Given records: Begin

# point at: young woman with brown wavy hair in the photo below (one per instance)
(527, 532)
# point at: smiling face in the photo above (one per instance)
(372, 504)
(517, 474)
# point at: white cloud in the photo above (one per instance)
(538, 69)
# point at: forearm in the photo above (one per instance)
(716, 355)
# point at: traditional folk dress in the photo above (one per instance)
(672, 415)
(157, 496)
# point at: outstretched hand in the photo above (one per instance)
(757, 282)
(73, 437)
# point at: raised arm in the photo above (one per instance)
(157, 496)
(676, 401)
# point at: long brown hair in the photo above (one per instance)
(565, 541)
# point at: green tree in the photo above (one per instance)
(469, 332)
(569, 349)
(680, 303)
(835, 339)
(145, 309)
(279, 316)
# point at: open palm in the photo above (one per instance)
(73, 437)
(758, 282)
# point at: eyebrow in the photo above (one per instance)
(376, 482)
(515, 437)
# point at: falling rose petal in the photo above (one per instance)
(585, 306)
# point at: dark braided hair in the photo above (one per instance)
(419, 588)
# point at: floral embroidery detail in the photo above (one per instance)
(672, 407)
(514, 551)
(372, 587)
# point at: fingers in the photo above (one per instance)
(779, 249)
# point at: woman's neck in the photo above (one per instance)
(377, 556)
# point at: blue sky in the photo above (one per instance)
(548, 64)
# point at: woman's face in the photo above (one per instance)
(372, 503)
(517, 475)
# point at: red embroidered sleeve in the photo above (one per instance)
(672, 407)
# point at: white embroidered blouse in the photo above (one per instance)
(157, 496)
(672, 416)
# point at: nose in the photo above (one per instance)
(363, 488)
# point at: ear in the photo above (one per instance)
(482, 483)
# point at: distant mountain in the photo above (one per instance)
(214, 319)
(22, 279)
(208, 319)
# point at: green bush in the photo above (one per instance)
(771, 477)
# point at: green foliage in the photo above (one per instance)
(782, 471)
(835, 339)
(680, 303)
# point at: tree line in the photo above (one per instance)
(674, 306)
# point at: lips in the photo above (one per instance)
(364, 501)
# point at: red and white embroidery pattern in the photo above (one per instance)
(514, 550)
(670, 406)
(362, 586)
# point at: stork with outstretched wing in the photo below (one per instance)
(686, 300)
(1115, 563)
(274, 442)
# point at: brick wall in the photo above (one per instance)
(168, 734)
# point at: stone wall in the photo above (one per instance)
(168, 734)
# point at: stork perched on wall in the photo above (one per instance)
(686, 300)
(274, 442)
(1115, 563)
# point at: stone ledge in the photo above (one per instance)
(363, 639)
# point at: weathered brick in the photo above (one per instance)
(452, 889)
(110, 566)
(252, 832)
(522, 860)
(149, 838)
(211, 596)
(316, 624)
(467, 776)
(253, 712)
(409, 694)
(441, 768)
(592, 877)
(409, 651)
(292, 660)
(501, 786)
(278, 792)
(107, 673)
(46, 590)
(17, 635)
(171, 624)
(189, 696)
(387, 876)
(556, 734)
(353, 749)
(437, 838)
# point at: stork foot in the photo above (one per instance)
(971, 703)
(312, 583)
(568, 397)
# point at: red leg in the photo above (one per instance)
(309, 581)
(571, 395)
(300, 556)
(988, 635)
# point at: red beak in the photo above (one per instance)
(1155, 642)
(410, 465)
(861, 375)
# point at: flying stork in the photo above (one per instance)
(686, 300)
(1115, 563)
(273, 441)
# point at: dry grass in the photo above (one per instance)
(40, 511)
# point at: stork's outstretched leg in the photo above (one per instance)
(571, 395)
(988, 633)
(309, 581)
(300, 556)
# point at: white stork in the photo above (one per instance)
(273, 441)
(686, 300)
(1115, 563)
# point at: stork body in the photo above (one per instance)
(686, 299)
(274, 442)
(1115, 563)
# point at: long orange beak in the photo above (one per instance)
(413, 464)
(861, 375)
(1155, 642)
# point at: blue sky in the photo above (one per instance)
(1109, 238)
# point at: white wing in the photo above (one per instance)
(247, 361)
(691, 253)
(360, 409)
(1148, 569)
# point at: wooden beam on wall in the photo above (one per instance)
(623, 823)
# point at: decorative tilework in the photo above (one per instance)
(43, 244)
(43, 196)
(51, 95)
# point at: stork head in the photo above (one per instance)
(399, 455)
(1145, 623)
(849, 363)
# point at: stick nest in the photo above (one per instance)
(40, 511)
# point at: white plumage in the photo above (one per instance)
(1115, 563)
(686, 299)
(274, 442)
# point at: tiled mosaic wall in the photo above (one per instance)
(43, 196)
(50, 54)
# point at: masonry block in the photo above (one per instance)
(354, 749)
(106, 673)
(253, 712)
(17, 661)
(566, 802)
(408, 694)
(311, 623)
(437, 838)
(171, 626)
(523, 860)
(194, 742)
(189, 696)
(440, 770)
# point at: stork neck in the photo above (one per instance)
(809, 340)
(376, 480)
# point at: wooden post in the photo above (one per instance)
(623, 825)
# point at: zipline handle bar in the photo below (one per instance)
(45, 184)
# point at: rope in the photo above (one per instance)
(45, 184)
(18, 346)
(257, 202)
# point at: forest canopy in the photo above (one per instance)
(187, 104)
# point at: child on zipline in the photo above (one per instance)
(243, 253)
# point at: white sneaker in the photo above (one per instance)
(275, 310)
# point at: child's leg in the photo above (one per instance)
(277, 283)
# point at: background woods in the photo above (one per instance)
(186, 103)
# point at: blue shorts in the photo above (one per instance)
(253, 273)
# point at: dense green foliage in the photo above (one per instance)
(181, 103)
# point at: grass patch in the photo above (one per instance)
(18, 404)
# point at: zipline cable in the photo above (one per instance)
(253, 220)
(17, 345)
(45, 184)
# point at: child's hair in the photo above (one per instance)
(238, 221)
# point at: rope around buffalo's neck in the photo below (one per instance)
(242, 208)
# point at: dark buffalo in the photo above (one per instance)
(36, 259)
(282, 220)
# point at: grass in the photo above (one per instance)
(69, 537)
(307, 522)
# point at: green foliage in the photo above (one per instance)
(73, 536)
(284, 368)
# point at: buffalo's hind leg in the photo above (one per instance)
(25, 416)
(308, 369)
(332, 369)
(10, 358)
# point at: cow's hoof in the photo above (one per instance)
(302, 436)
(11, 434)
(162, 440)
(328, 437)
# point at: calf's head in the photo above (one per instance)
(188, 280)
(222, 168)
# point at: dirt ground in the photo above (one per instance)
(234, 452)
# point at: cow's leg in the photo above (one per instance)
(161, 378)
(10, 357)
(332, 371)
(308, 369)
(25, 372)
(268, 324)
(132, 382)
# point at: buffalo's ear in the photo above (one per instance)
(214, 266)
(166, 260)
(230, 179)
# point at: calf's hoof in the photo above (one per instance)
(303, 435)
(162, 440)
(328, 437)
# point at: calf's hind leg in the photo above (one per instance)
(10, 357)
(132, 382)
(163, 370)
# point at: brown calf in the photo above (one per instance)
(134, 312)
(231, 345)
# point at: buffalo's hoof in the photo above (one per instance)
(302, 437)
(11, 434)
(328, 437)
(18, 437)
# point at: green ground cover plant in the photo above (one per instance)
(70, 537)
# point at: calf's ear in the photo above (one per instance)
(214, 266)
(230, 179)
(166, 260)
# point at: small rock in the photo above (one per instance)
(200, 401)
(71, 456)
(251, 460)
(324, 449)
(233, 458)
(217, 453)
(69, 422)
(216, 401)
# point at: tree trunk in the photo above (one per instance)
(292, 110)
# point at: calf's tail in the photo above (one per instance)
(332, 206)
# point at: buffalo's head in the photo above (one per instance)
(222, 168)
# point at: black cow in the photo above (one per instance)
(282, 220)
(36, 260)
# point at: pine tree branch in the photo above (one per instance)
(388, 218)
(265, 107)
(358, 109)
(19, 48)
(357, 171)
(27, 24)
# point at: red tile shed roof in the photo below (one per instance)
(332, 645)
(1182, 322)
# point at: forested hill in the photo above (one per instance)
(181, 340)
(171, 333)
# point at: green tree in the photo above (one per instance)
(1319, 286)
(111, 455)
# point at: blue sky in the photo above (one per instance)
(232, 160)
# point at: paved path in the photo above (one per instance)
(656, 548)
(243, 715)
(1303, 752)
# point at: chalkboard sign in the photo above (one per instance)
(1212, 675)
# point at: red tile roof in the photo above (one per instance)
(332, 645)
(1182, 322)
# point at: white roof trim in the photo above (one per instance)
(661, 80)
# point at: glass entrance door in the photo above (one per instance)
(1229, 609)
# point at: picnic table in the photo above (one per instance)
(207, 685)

Given records: End

# Task objective
Nothing but the lines from the one containing "# point at: small" through the end of the entries belongs in the answer; repeat them exactly.

# Solved exercise
# point at: small rock in the photo above (one per instance)
(200, 401)
(71, 456)
(251, 460)
(324, 449)
(233, 458)
(217, 453)
(69, 422)
(216, 401)
# point at: tree trunk in the photo above (one per instance)
(292, 110)
# point at: calf's tail in the photo above (one per instance)
(332, 206)
# point at: buffalo's head in the photo above (one per instance)
(222, 168)
# point at: black cow in the photo above (one per instance)
(282, 220)
(36, 260)
# point at: pine tree branch in the photo above (one per instance)
(388, 218)
(265, 107)
(358, 109)
(19, 48)
(357, 171)
(27, 24)
# point at: red tile shed roof in the photo below (one per instance)
(332, 645)
(1182, 322)
# point at: forested hill in the photo above (one per instance)
(181, 340)
(171, 333)
# point at: green tree in the photo above (one per instance)
(1319, 286)
(111, 455)
# point at: blue sky in the photo above (one per instance)
(232, 160)
# point at: paved path in the photo above (one per instance)
(656, 548)
(243, 715)
(1303, 752)
# point at: chalkboard sign in the photo above (one per instance)
(1212, 675)
# point at: red tile roof in the photo above (one per instance)
(332, 645)
(1182, 322)
# point at: white roof trim in the photo above (one per instance)
(661, 80)
# point at: glass entrance door in the photo above (one per instance)
(1229, 609)
# point at: picnic table in the photo above (one per instance)
(207, 685)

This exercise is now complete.